--- START EXTRACTED INFORMATION ---
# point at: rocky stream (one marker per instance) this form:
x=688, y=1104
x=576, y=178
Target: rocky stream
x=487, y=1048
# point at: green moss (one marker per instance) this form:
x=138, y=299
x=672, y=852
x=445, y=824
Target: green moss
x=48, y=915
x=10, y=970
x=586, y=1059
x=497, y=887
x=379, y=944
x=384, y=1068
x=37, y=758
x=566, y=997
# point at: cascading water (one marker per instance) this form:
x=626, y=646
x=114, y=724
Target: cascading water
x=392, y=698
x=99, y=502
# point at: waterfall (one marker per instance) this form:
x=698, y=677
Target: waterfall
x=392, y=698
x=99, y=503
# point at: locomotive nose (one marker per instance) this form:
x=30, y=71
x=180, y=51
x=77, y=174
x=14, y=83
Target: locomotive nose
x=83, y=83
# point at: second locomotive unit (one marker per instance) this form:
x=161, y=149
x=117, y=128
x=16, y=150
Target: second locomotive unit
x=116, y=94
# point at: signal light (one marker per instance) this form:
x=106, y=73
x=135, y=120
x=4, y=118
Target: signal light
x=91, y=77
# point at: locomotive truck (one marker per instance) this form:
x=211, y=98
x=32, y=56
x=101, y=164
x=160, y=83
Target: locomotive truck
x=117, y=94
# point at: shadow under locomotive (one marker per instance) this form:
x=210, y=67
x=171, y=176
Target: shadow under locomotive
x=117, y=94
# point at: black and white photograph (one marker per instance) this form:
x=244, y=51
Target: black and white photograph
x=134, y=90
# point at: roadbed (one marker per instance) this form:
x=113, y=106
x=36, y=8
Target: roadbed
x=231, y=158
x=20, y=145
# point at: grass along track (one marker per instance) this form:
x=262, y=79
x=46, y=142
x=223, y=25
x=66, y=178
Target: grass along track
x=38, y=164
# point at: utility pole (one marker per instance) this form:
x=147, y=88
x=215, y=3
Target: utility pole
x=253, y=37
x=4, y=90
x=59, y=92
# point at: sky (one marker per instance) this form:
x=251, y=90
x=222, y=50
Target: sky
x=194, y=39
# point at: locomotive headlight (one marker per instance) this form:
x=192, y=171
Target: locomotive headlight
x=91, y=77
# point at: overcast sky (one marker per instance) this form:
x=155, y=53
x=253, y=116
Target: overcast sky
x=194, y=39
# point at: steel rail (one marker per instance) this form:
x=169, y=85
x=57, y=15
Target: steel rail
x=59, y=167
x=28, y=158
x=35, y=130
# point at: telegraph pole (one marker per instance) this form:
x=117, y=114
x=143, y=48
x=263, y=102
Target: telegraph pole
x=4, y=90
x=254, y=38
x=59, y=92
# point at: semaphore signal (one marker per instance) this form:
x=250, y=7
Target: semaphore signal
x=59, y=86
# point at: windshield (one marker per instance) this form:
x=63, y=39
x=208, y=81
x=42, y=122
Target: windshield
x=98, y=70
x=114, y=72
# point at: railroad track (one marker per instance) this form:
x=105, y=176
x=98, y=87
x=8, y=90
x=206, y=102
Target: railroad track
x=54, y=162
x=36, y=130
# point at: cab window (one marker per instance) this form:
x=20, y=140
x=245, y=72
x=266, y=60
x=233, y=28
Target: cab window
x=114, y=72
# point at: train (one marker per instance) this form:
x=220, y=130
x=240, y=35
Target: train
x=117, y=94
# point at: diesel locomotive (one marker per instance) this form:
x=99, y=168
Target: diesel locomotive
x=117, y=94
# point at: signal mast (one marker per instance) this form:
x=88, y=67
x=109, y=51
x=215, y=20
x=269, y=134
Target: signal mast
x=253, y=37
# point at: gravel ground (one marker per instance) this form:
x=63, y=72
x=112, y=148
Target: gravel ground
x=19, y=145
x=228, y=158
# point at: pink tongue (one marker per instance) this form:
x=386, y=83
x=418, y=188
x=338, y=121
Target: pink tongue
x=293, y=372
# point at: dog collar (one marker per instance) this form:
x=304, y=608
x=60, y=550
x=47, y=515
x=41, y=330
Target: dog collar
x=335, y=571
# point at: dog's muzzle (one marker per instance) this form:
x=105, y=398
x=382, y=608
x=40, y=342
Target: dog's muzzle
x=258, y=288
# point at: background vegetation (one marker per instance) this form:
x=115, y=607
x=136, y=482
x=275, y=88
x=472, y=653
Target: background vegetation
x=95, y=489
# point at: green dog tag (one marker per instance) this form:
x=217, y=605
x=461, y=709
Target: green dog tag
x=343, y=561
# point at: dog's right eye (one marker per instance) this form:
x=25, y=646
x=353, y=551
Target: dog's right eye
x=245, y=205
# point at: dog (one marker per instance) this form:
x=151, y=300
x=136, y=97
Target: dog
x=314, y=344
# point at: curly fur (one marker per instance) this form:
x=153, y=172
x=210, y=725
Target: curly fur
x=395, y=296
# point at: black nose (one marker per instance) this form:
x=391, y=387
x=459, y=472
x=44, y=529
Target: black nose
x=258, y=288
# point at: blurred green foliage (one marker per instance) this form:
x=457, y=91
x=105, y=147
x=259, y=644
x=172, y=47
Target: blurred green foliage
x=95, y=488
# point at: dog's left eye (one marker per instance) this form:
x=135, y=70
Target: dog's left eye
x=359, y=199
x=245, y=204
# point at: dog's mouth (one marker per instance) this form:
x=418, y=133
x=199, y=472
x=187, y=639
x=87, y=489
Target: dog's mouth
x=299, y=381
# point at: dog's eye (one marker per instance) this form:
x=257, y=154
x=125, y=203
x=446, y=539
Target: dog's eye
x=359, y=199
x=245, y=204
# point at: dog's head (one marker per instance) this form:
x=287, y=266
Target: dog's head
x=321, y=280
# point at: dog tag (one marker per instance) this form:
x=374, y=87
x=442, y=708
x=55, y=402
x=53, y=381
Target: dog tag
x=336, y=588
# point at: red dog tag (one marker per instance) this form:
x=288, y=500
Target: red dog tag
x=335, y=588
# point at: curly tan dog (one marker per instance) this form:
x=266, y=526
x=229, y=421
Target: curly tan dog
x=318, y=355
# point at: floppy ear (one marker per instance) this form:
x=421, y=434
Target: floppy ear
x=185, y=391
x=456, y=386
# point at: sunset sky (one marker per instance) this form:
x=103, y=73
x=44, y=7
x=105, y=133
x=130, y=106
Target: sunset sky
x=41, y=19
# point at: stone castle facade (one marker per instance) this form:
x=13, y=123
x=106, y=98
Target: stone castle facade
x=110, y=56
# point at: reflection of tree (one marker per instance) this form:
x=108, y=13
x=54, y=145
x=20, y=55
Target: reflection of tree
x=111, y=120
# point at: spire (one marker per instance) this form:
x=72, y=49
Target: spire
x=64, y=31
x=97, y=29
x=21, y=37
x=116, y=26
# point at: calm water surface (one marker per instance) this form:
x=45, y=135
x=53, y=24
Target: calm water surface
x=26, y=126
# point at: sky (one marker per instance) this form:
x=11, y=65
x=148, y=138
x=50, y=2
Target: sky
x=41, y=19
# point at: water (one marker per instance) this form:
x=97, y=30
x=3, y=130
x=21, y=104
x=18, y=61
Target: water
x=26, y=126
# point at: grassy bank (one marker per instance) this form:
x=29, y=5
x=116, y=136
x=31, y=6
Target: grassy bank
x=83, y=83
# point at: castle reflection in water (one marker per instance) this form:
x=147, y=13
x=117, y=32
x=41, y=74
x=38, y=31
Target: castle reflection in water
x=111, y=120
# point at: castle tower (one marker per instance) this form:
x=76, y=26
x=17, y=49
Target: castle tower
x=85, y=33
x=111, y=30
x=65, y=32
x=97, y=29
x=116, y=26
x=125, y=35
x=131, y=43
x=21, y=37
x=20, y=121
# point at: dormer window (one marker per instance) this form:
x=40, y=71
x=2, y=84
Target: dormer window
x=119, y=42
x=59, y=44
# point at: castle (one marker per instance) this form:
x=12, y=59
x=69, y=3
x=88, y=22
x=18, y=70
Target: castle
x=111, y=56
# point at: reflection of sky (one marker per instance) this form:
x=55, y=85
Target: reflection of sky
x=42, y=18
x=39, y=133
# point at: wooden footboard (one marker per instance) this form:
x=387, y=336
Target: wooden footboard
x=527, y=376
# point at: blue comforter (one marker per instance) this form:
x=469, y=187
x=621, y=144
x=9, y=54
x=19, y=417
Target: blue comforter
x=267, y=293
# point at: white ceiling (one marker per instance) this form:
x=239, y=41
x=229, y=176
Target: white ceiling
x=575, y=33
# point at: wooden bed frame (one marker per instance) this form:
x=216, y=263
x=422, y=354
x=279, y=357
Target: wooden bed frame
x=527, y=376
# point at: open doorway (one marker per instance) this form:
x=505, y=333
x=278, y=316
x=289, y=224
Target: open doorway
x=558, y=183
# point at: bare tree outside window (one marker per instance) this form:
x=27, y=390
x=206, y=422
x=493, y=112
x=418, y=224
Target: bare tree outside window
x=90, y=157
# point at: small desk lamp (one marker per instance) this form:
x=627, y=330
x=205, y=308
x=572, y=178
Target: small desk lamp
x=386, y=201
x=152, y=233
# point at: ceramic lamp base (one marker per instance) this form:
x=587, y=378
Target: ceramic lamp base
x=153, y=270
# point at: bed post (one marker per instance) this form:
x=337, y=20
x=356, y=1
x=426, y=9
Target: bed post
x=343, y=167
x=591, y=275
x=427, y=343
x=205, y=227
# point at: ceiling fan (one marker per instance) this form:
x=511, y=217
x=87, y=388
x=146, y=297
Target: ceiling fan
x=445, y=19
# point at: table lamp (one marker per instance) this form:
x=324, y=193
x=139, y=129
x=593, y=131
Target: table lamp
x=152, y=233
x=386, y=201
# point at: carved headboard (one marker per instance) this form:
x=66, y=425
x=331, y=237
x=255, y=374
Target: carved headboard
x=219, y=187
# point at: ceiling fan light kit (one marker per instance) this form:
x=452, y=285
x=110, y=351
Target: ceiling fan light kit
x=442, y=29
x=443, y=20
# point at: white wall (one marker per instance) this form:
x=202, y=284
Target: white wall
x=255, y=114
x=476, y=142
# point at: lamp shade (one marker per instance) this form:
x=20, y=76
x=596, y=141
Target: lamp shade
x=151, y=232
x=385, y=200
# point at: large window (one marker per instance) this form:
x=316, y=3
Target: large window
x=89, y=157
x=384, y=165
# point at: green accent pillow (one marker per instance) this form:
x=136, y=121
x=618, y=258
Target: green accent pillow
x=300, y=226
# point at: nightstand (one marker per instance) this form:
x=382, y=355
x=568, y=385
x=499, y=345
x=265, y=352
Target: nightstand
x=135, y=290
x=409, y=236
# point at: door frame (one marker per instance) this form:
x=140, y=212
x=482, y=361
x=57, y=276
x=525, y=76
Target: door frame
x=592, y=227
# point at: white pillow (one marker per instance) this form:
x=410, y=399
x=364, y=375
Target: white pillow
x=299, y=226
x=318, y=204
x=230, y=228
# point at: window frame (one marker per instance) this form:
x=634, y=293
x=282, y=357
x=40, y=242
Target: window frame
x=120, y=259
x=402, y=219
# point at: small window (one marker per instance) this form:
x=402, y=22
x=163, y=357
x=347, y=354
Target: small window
--- END EXTRACTED INFORMATION ---
> [STATED GOAL] Can you return, exactly, the rows starting with the line that contains "# point at: large" and going on through the line that contains "x=402, y=219"?

> [CORRECT RESULT]
# point at: large window (one marker per instance) this form:
x=316, y=3
Target: large window
x=89, y=157
x=384, y=165
# point at: green accent pillow (one marker per instance) this form:
x=136, y=121
x=618, y=258
Target: green accent pillow
x=300, y=226
# point at: nightstand (one marker per instance) this form:
x=382, y=355
x=568, y=385
x=499, y=345
x=265, y=352
Target: nightstand
x=135, y=290
x=409, y=236
# point at: door frame (one marker per instance) this form:
x=140, y=212
x=482, y=361
x=57, y=276
x=525, y=76
Target: door frame
x=592, y=227
# point at: white pillow (one marker per instance) this form:
x=410, y=399
x=364, y=375
Target: white pillow
x=299, y=226
x=318, y=204
x=230, y=228
# point at: window frame (one marker per instance) this form:
x=634, y=293
x=282, y=357
x=40, y=242
Target: window frame
x=120, y=259
x=402, y=219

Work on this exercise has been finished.